Repeat every row below with "Drop one marker per instance" replaced by "Place a single marker per instance", leaving all other text unchanged and omitting the pictures.

══════════

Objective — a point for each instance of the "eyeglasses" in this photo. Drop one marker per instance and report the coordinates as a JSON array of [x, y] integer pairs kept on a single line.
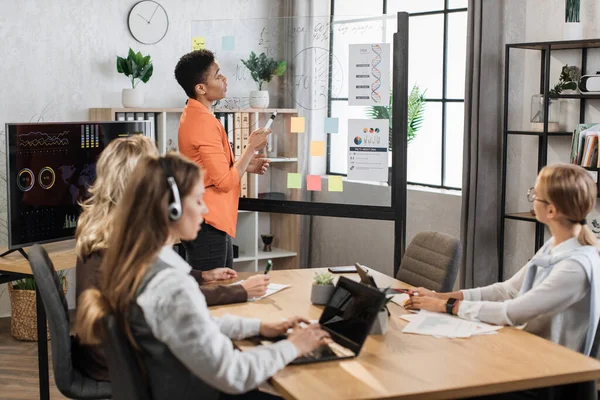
[[531, 196]]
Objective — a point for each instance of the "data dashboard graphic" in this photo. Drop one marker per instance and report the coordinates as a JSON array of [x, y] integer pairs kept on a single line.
[[50, 168]]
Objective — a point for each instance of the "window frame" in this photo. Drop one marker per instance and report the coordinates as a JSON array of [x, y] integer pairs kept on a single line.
[[444, 99]]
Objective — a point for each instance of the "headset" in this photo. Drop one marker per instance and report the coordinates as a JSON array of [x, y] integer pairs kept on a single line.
[[174, 210]]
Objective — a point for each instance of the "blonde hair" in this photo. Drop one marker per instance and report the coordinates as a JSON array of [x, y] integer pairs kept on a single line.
[[113, 169], [573, 192], [140, 228]]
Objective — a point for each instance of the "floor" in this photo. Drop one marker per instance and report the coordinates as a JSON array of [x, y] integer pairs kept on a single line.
[[19, 368]]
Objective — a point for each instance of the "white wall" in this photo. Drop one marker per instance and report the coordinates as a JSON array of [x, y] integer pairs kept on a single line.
[[58, 60]]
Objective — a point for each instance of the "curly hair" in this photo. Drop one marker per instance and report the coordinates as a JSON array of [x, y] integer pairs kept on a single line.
[[192, 68]]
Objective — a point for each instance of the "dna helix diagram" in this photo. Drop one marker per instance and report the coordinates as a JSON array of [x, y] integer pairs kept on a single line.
[[376, 73]]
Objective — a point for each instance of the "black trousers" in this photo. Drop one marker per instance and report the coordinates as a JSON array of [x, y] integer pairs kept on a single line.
[[211, 249]]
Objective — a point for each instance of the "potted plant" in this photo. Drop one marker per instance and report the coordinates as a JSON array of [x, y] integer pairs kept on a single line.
[[262, 69], [415, 116], [380, 325], [137, 68], [322, 288], [23, 322]]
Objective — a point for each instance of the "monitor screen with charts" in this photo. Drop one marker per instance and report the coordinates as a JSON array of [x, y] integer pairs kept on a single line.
[[49, 169]]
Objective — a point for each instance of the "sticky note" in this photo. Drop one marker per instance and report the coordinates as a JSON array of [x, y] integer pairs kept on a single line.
[[317, 149], [313, 182], [335, 183], [198, 43], [294, 181], [297, 125], [332, 125], [228, 43]]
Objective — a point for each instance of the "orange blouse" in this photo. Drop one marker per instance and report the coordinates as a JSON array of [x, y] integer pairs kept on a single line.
[[203, 140]]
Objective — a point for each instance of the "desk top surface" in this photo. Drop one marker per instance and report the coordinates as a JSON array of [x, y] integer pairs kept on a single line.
[[403, 366], [62, 255]]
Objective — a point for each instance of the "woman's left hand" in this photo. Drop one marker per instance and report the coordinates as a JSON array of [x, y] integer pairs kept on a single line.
[[425, 303], [274, 329]]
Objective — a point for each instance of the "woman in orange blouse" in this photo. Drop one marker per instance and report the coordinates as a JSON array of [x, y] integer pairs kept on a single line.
[[203, 139]]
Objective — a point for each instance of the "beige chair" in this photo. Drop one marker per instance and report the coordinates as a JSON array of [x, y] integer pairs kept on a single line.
[[431, 260]]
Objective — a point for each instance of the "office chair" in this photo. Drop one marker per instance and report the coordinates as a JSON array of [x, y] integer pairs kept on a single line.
[[125, 374], [69, 380], [431, 260]]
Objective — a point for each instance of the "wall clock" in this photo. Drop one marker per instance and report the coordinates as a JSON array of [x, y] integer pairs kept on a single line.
[[148, 22]]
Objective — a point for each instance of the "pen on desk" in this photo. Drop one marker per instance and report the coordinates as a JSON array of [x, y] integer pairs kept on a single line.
[[269, 266]]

══════════

▸ **SOLUTION TO THIS TASK**
Objective — a point for each instance of the "eyeglasses" in this photo. Place a single marker per instance and report the coordinates as a JSON array of [x, y] integer pairs kept on a single line.
[[531, 196]]
Objective — a point for each instance of the "data dashboard graphic" in this photo. Place a single marker per instance and report the coordinates as a JSON array of [x, y] integer pairs kept on a single line.
[[50, 168]]
Objective — a point for each instance of the "window frame" in this photo. Place a single marker per instance and report the coordinates as a JSON array of [x, y] integer pairs kept on a single line.
[[444, 99]]
Objective — a point for each instance of the "headset" in this photo. Place a single marker per instance and report the coordinates as a JSON array of [x, y] integer pairs kept on a single line.
[[174, 210]]
Objective — a point for each instance of the "blonde hair" in this photo. Place a single marker per instance and report the coordinates as a JSON array of [x, y] integer pairs kept on a single line.
[[113, 169], [573, 192], [140, 228]]
Objective — a point for each instance of the "floor" in this photo. Place a single marker per instance and report the coordinates as a JSON array of [x, y] integer pairs kept on a single line.
[[19, 368]]
Objective — a point for each instance of the "white wall" in this photo. Place a single marker per instance and report the coordinates as a JSON array of [x, y] integer pairs kept on a single line.
[[58, 60]]
Objective — a point for each instance of the "curly hair" in this photo. Place a single marker per instance and report the coordinates as a JSON array of [x, y] integer pairs kept on a single line.
[[192, 68]]
Objective — a point for each instance of the "dna helix diagram" in this photo. Place a single marker per instance and report the coordinates as a JSON array of [x, y] integer pairs kept on a single line.
[[376, 73]]
Objective — a point for each instance of the "black trousers" in this photo. Place a single marker per instance and report the coordinates as a JSON array of [x, y] integer pairs kept on a single line.
[[211, 249]]
Objective — a point for each instance of the "potted plant" in this photo. Place a single marker per instance and report the coordinates as a JSON array of [x, y] integer pairs kept on a single line.
[[262, 69], [415, 116], [380, 325], [137, 68], [322, 288], [23, 322]]
Objective — a point for each instance of the "monitor screen with charts" in this photo. Place a single marker per instance and report the coordinates as a JSON array of [x, y] integer pairs kept on a single line.
[[49, 169]]
Objective — a point for each instance of the "sticky note" in this photo. Place a single marker per instance and report the coordinates as a JSON array of [x, y] integer pairs kept on a single line.
[[317, 149], [313, 182], [335, 183], [198, 43], [294, 181], [297, 125], [332, 125], [228, 43]]
Objective — a point for each instance of the "orange blouse" in this photo. Place a single marker per instance and report the coordinates as a JSON array of [x, y] integer pairs kept on a single line.
[[203, 140]]
Objective — a point for each instance of the "desk top surface" in this photo. Place a single marker per instance and report the coordinates as a JSON array of [x, y] integer pairs kept on a single line.
[[403, 366], [62, 255]]
Objective — a point for each instance of the "woman's left hand" in this photo. Place a single marker per instance and report the coordinates as a JSON array of [x, y] integer pairs kept on a single line.
[[425, 303], [274, 329]]
Objective — a point for each instance of the "woman in orange blouse" in this photo. Place a single marker per instance and report the coordinates as a JSON array of [x, y] integer pairs kept on a single line.
[[203, 139]]
Objective — a point for each instance of the "beige chair" in this photo. Place a single marker per instance and report the coordinates as a JSON array of [x, y] integer pairs kept on a single line.
[[431, 260]]
Objective — a point for each instance of the "office chair" in this photo. Place a single marker per instance and report the coordinates as a JSON array of [x, y] integer pairs kept on a single line.
[[125, 374], [69, 380], [431, 260]]
Objective — a point for each instance of the "wall clock" in this photo. Place a single marker per instance and report the coordinates as a JSON array of [x, y] integer pairs kept on a single line.
[[148, 22]]
Objective — a point for each instance of the "pen on desk" in this photo. Place a single marker per instance and report the coordinates as a JSON array of [x, y] integer pairs kept on a single line.
[[269, 266]]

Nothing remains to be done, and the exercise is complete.